OpenMP

Sep 10, 2019

One day, while browsing R's source code …

do_colsum function of src/main/array.c (it's been there since 2010):

Why is this surprising?

Isn't R supposed to be single-threaded?
If the R Core team uses OpenMP, then OpenMP is supported by all platforms that are supported by R (the multicore functions of the parallel package on the other hand only run on Unix systems)
As someone who has never looked into OpenMP: doesn't this look super easy?!

What is OpenMP?

"A specification for a set of compiler directives, library routines, and environment variables that can be used to specify high-level parallelism in Fortran and C/C++ programs."
Developed by OpenMP Architecture Review Board
First release for Fortran in 1997, for C/C++ in 1998
https://www.openmp.org/

Example: Summing up a binary matrix of doubles

Tricky to benchmark

Approach:

Generate random matrix
Load matrix into memory (via mmap)
Compute sum of matrix
Print sum

All benchmarks were performed using gcc 9.1.0 on an ancient 4-core Intel Core i5-3427U Processor and on an SSD.
******************************
STATED TASK A
Set down everything in the OpenMP page from "Why is this" down to "What is OpenMP?".
STATED TASK B
In the OpenMP page, which processor were the benchmarks run on?
STATED TASK C
What are all the steps of the benchmarking approach listed in the OpenMP page?
******************************
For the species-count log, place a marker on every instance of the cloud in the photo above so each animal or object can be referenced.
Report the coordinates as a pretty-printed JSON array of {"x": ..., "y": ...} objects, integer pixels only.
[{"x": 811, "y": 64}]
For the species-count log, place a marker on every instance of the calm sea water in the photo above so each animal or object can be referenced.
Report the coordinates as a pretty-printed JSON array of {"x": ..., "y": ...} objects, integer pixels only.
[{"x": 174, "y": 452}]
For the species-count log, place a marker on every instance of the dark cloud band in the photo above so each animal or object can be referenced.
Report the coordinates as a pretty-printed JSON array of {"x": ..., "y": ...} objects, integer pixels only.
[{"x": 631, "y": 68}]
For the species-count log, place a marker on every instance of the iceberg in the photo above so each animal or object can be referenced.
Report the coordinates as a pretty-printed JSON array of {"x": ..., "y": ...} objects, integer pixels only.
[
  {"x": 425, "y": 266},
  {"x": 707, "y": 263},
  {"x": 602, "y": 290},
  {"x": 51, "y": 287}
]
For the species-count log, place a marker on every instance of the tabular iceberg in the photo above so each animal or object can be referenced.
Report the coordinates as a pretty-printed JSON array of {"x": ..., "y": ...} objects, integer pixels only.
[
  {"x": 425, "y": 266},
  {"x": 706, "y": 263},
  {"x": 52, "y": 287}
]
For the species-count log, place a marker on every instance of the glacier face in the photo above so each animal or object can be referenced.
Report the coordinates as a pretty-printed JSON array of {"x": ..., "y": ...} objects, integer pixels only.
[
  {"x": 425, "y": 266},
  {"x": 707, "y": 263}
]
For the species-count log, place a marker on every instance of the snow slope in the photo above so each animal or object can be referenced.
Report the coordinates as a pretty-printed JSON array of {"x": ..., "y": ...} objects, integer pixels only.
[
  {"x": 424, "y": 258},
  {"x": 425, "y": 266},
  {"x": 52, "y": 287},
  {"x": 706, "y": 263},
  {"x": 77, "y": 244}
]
******************************
CORRECT RESULT A
Why is this surprising?

Isn't R supposed to be single-threaded?
If the R Core team uses OpenMP, then OpenMP is supported by all platforms that are supported by R (the multicore functions of the parallel package on the other hand only run on Unix systems)
As someone who has never looked into OpenMP: doesn't this look super easy?!

What is OpenMP?

CORRECT RESULT B
An ancient 4-core Intel Core i5-3427U Processor.

CORRECT RESULT C
Generate random matrix
Load matrix into memory (via mmap)
Compute sum of matrix
Print sum